=== Begin Enclosure ===
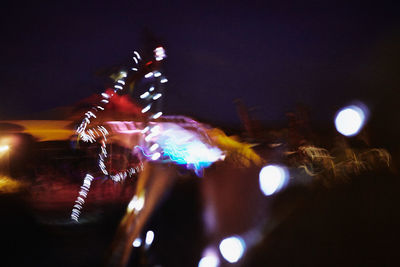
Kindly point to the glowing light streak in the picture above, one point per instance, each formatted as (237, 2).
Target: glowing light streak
(156, 156)
(272, 178)
(148, 75)
(145, 129)
(232, 248)
(136, 204)
(76, 211)
(157, 96)
(4, 148)
(149, 238)
(137, 55)
(146, 108)
(137, 242)
(144, 95)
(154, 147)
(157, 115)
(350, 120)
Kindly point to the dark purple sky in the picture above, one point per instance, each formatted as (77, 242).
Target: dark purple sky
(320, 53)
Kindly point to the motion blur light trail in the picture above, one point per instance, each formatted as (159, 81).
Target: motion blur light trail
(162, 141)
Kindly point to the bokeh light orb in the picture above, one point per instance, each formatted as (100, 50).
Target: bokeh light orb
(149, 237)
(232, 248)
(273, 178)
(350, 120)
(209, 260)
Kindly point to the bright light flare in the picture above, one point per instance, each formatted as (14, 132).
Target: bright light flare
(136, 204)
(273, 178)
(350, 120)
(209, 261)
(149, 238)
(232, 248)
(210, 258)
(4, 148)
(137, 242)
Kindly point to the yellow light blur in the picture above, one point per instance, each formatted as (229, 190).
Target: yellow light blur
(4, 148)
=== End Enclosure ===
What you should do: Each line of the listing must be restated word for word, and the pictures left out.

Finished exercise:
Kindly point to the glowing light streak in the picture above, one point per instance, each formatted as (237, 2).
Target: glowing light streak
(156, 156)
(272, 178)
(148, 75)
(145, 129)
(232, 248)
(136, 204)
(76, 211)
(157, 96)
(4, 148)
(149, 238)
(137, 55)
(146, 108)
(137, 242)
(144, 95)
(154, 147)
(157, 115)
(350, 120)
Kindly point to the dark purple sky in the picture above, one point per instance, each formatted as (77, 242).
Target: dark purple sky
(320, 53)
Kindly point to the motion blur light trail in the picture above, one point per instance, each formatted as (159, 81).
Target: motion blur light trail
(162, 141)
Kindly point to the bokeh light orb in the picture above, one point per instance, each formatted as (100, 50).
Target: bokeh light orb
(149, 237)
(232, 248)
(273, 178)
(350, 120)
(209, 260)
Kindly point to the bright light flare in the picture above, one point per instance, each formatted as (14, 132).
Target: bright light flare
(136, 204)
(273, 178)
(350, 120)
(209, 261)
(149, 238)
(232, 248)
(210, 258)
(4, 148)
(137, 242)
Kindly point to the yellow light blur in the picture above, one point per instance, each formatted as (229, 190).
Target: yellow light blur
(4, 148)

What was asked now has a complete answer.